**REQUIREMENT**
The entire listing below should be output exactly as it stands.

**PROVIDED RECORDS**
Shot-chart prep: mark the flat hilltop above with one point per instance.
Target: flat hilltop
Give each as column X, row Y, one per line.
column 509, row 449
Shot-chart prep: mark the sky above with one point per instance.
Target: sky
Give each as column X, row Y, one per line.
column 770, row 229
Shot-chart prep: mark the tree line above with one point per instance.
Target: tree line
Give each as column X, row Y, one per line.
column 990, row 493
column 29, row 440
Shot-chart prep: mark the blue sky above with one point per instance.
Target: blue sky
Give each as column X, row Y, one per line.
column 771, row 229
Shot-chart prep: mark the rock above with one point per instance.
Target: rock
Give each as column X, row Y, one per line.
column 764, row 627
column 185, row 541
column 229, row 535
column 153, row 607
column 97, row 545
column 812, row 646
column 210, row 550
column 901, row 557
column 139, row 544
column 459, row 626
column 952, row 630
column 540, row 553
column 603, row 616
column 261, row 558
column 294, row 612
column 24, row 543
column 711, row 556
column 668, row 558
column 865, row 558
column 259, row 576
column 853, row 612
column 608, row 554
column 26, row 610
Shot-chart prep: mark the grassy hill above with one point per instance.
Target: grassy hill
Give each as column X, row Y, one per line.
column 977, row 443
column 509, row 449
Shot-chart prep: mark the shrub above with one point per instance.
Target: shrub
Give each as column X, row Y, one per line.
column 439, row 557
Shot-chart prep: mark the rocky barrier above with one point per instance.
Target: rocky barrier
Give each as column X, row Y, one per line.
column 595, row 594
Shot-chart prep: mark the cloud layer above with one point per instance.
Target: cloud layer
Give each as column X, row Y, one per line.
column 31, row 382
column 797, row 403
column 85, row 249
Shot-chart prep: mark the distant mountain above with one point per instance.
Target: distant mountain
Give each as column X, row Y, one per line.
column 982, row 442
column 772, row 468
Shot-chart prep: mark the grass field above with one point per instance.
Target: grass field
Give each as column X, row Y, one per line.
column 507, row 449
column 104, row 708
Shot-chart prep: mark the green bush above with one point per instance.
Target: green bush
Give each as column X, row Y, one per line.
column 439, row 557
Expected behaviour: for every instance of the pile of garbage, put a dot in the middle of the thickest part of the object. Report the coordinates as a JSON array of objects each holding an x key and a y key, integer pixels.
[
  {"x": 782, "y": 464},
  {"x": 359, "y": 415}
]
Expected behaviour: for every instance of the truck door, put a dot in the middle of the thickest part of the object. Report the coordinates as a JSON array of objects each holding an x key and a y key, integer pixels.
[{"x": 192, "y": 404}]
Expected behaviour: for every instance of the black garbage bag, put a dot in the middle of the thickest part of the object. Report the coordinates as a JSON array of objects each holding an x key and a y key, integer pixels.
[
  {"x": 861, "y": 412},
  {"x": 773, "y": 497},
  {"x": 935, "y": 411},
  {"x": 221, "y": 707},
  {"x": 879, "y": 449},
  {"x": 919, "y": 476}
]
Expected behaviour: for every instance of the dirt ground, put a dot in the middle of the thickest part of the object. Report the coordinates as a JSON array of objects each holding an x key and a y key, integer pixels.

**EXPECTED ANSWER**
Shot-chart prep: mark the flat hilltop above with one point per instance.
Target: flat hilltop
Give each as column X, row Y, one per line.
column 509, row 449
Shot-chart prep: mark the sky above with one point per instance.
Target: sky
Give each as column X, row Y, one per line.
column 770, row 229
Shot-chart prep: mark the tree line above with one point per instance.
Target: tree line
Give each as column X, row Y, one per line.
column 990, row 493
column 29, row 440
Shot-chart prep: mark the blue sky above with one point per instance.
Target: blue sky
Give each as column X, row Y, one per line.
column 771, row 229
Shot-chart prep: mark the rock above with one point per instance.
Target: rock
Give each as column X, row Y, one per line.
column 764, row 627
column 185, row 541
column 229, row 535
column 153, row 607
column 97, row 545
column 812, row 646
column 210, row 550
column 901, row 557
column 139, row 544
column 459, row 626
column 952, row 630
column 540, row 553
column 603, row 616
column 261, row 558
column 294, row 612
column 24, row 543
column 711, row 556
column 668, row 558
column 865, row 558
column 259, row 576
column 853, row 612
column 608, row 554
column 26, row 610
Shot-chart prep: mark the grassy hill above with one point per instance.
Target: grassy hill
Give each as column X, row Y, one per line.
column 977, row 443
column 509, row 449
Shot-chart prep: mark the shrub above with one point per instance.
Target: shrub
Give each as column X, row Y, one per line.
column 439, row 557
Shot-chart prep: mark the rocky barrier above with one point per instance.
Target: rocky barrier
Give each as column X, row Y, one per line.
column 595, row 594
Shot-chart prep: mark the cloud layer above with one point per instance.
Target: cloud layer
Give each as column X, row Y, one per line.
column 31, row 382
column 797, row 403
column 85, row 249
Shot-chart prep: mark the distant mountain above with one point per instance.
Target: distant mountain
Give each as column X, row Y, one per line.
column 982, row 442
column 772, row 468
Shot-chart prep: mark the grass field above with one point per instance.
Target: grass field
Give each as column X, row Y, one per line.
column 507, row 449
column 104, row 708
Shot-chart prep: mark the green bush above with one point per instance.
Target: green bush
Give each as column X, row Y, one per line.
column 439, row 557
Expected behaviour: for every instance of the pile of garbage, put a dot in the middle of the thickest part of the object. Report the coordinates as a JSON array of objects each holding an x key and a y key, integer pixels.
[
  {"x": 782, "y": 464},
  {"x": 359, "y": 415}
]
Expected behaviour: for every instance of the truck door, put a dot in the middle of the thickest part of the object. Report the coordinates as a JSON array of objects each holding an x key and a y key, integer pixels.
[{"x": 192, "y": 404}]
Expected behaviour: for every instance of the black garbage bag, put a dot in the middle of the thickest part of the object. Report the coordinates as a JSON array of objects each holding an x key and a y key, integer pixels.
[
  {"x": 861, "y": 412},
  {"x": 773, "y": 497},
  {"x": 935, "y": 411},
  {"x": 221, "y": 707},
  {"x": 879, "y": 449},
  {"x": 919, "y": 476}
]
Expected behaviour: for every instance of the dirt ground, put a dot in the middle of the thickest part of the object. Report the coordinates as a JSON array of objects each holding an x key and a y key, integer pixels.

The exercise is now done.